• Aim
Change "marker" to "pin" wherever it occurs in the data below, and write out all the lines again with nothing else altered.

_ _ _ _ _

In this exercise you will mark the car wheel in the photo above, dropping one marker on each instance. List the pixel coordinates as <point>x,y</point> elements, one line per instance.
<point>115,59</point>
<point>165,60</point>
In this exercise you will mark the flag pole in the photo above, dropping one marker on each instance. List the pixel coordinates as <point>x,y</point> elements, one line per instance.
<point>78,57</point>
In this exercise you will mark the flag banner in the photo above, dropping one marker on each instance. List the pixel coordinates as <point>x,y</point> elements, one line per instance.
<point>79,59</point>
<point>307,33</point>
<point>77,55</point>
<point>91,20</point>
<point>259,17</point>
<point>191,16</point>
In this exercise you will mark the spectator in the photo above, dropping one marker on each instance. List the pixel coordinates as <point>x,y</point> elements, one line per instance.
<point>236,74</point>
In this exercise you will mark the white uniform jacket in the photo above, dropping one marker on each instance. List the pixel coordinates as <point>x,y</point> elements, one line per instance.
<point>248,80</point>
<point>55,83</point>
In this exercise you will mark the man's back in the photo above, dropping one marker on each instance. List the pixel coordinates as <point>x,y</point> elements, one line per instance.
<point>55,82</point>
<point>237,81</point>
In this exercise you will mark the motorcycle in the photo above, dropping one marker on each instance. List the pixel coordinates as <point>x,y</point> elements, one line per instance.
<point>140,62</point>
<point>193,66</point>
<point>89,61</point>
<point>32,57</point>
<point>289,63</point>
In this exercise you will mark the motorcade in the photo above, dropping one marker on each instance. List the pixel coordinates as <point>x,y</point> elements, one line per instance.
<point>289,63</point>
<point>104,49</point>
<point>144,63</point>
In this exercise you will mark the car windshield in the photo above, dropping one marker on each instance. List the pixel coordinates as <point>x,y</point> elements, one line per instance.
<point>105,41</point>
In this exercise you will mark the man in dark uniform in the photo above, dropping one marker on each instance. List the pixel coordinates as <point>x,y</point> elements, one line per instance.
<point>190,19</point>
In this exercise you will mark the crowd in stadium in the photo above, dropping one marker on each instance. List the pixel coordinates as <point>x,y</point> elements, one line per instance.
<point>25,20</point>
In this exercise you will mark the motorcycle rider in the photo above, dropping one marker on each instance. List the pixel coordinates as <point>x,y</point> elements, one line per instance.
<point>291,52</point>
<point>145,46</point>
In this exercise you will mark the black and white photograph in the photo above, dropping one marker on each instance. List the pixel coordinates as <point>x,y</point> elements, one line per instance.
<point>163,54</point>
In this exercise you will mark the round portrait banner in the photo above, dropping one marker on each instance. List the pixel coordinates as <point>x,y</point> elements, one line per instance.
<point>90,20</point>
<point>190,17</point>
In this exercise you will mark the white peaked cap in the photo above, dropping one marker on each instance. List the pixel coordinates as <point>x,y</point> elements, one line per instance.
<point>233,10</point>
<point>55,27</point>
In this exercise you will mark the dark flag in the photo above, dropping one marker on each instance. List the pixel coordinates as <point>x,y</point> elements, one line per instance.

_ _ _ _ _

• Task solution
In this exercise you will mark the car wheel in the photo above, dropping one pin on each instance. List the pixel coordinates as <point>x,y</point> elements, one line per instance.
<point>115,59</point>
<point>165,60</point>
In this exercise you will mark the flag pole in the photo above, dropping one pin on each instance. List the pixel coordinates as <point>x,y</point> elements, one line per instance.
<point>78,57</point>
In this exercise you will mark the flag banner in the photo above, dropping one pin on each instance. List the pixel coordinates as <point>x,y</point> elements, one line per instance.
<point>79,59</point>
<point>307,33</point>
<point>77,55</point>
<point>91,20</point>
<point>259,17</point>
<point>191,16</point>
In this exercise you will mark the spectator in the photo above, dropping one pin on each instance. List the pixel coordinates as <point>x,y</point> elements, one line per instance.
<point>236,74</point>
In this exercise you will mark the white uniform jacket in the photo above, dropping one pin on each instance. List the pixel coordinates as <point>x,y</point> elements, one line per instance.
<point>248,80</point>
<point>55,83</point>
In this exercise you will mark the man's back in the photo above, dropping one pin on each instance. List the pixel coordinates as <point>x,y</point> elements, one line per instance.
<point>55,82</point>
<point>237,81</point>
In this exercise you will mark the motorcycle in the photo above, dropping one pin on each instance. List the pixel coordinates as <point>x,y</point> elements, one line per instance.
<point>140,62</point>
<point>193,66</point>
<point>89,61</point>
<point>32,57</point>
<point>289,63</point>
In this exercise you will mark the motorcade in the photo above, dropping one pin on each instance. List the pixel coordinates as <point>x,y</point> elements, one line per instance.
<point>289,63</point>
<point>104,49</point>
<point>144,63</point>
In this exercise you will mark the car windshield in the photo above, dropping one pin on each instance. List the pixel coordinates as <point>x,y</point> elements, one line per instance.
<point>105,41</point>
In this exercise you will mark the man in dark uniform in the photo above, dropping one pin on each instance. List the pixel coordinates as <point>x,y</point> elements, one line per instance.
<point>190,19</point>
In this exercise you will mark the crowd in stadium in the photo above, dropping one pin on each instance. List the pixel coordinates as <point>x,y</point> elements, one line per instance.
<point>25,20</point>
In this exercise you will mark the motorcycle rider in the photo above, dropping one pin on each instance. List the pixel coordinates as <point>x,y</point> elements, one line per instance.
<point>291,52</point>
<point>145,46</point>
In this exercise you will mark the black and white photograph in the photo above, dropping one pin on each instance. List the pixel coordinates as <point>x,y</point> elements, one line per instance.
<point>163,54</point>
In this exercise you will mark the round portrait banner in the photo above, dropping one pin on each instance. List the pixel coordinates as <point>x,y</point> elements, one line per instance.
<point>90,20</point>
<point>190,17</point>
In this exercise you will mark the white peaked cap in the photo above, dropping one pin on each instance. List the pixel coordinates as <point>x,y</point> elements, one line per instance.
<point>233,10</point>
<point>55,27</point>
In this exercise you will mark the dark flag in the photo above, dropping one pin on each instance. List the pixel coordinates as <point>x,y</point> elements, one line per instance.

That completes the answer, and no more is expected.